Better Tactics is a Chess tactics trainer that uses the concept of Spaced Repetition to help you master chess tactics. The idea is to help you improve your tactical pattern recognition and gain experience calcualting tactics, by repeating puzzles you've seen previously over time. Puzzles you complete will get queued up for review daily, and puzzles you find hard will be repeated more frequently, while puzzles you find easy will be repeated far less often to make the process more efficient.

Set up

There are three options to get it up and running:

  • Prebuilt binaries (windows only) on the releases page
  • From source, using cargo*: cargo run --release
  • Using Docker, a prebuilt image is available at: catchouli/better-tactics. See docker-compose.yml for an example.

Npm needs to be installed to build the frontend, but it is automatically invoked when building with cargo. If you don't have it, then install Node from: https://nodejs.org/en/download

* Note: For a standalone/portable build use the release build, as it compiles the static assets in, but the debug build references them from the ./assets directory.

Once it says it's serving the site go to e.g. http://localhost:3030 to use the app. The lichess puzzles database will be automatically downloaded and imported in the background the first time you run the application. If you don't let it finish, it'll start over again the next time you run it. The layout also has support for mobile devices; if you change BIND_INTERFACE to 0.0.0.0 (bind on all interfaces, see CONFIG.md and .env), you will also be able to access it from a phone browser over your local network.

Configuration variables can be set using environment variables or a .env file. See the included .env file for an example, and CONFIG.md for information about all available config variables.

+-------+

▶ Your objective
Copy out the Better Tactics chess trainer description word for word, from start to finish.

Dataset excerpt
+-------+

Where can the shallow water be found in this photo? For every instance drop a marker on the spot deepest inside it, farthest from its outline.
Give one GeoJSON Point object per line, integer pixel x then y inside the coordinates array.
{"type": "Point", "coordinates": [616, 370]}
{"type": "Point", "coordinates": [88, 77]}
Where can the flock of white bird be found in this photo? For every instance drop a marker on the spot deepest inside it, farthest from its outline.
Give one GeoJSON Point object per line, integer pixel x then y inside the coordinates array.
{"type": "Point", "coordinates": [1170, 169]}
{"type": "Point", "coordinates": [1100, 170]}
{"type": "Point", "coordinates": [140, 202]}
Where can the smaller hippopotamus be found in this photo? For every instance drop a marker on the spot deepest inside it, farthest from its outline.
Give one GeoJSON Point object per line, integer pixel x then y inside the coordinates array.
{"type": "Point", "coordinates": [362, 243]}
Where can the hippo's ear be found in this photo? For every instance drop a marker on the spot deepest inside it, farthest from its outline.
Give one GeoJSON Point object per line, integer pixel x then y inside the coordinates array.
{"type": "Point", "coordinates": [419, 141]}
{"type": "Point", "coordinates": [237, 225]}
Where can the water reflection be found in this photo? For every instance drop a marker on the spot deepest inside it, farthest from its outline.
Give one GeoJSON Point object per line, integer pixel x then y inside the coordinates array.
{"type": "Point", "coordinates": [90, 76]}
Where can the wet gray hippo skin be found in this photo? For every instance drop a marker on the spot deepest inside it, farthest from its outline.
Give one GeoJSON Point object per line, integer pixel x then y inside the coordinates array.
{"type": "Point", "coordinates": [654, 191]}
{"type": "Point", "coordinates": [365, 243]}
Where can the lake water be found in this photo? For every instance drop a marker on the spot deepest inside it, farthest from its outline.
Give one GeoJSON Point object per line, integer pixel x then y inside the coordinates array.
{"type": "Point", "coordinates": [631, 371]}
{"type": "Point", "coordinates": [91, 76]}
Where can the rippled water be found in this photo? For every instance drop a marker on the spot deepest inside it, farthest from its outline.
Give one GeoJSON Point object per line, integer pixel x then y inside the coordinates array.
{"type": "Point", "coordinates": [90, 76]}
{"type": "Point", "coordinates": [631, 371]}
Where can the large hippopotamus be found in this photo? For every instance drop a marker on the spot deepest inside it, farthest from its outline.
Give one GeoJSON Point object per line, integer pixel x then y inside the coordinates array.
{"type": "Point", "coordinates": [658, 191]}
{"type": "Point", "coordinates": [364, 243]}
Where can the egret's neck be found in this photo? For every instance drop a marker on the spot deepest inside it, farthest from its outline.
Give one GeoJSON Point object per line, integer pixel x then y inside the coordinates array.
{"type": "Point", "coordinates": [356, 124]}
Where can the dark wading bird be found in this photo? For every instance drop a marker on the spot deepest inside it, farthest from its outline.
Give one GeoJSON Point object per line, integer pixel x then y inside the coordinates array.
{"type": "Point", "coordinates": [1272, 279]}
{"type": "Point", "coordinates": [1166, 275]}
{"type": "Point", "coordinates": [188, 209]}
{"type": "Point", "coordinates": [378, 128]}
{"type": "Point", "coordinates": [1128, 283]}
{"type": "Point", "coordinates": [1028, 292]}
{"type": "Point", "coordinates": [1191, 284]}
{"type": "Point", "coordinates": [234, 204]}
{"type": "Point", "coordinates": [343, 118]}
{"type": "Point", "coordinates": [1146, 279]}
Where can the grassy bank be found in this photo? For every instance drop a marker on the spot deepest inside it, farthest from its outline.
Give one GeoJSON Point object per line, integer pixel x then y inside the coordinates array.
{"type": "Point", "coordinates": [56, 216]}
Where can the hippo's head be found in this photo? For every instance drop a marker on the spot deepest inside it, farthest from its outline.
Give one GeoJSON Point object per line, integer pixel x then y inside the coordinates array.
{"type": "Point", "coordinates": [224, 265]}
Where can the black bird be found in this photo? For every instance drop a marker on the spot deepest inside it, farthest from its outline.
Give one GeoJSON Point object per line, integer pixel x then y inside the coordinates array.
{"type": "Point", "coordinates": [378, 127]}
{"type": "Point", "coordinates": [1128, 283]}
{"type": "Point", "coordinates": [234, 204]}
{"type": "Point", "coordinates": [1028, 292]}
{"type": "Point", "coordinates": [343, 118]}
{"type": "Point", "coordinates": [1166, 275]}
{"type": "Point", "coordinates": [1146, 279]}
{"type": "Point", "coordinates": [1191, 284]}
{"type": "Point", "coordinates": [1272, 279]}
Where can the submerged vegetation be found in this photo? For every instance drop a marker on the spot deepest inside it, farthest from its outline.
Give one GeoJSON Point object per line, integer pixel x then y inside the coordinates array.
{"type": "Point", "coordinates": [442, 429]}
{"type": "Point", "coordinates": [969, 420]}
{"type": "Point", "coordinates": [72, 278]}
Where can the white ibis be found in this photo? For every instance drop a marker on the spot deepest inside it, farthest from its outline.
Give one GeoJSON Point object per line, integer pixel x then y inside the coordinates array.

+-------+

▶ Result of this exercise
Better Tactics is a Chess tactics trainer that uses the concept of Spaced Repetition to help you master chess tactics. The idea is to help you improve your tactical pattern recognition and gain experience calcualting tactics, by repeating puzzles you've seen previously over time. Puzzles you complete will get queued up for review daily, and puzzles you find hard will be repeated more frequently, while puzzles you find easy will be repeated far less often to make the process more efficient.

Set up

There are three options to get it up and running:

  • Prebuilt binaries (windows only) on the releases page
  • From source, using cargo*: cargo run --release
  • Using Docker, a prebuilt image is available at: catchouli/better-tactics. See docker-compose.yml for an example.

Npm needs to be installed to build the frontend, but it is automatically invoked when building with cargo. If you don't have it, then install Node from: https://nodejs.org/en/download

* Note: For a standalone/portable build use the release build, as it compiles the static assets in, but the debug build references them from the ./assets directory.

Once it says it's serving the site go to e.g. http://localhost:3030 to use the app. The lichess puzzles database will be automatically downloaded and imported in the background the first time you run the application. If you don't let it finish, it'll start over again the next time you run it. The layout also has support for mobile devices; if you change BIND_INTERFACE to 0.0.0.0 (bind on all interfaces, see CONFIG.md and .env), you will also be able to access it from a phone browser over your local network.

Configuration variables can be set using environment variables or a .env file. See the included .env file for an example, and CONFIG.md for information about all available config variables.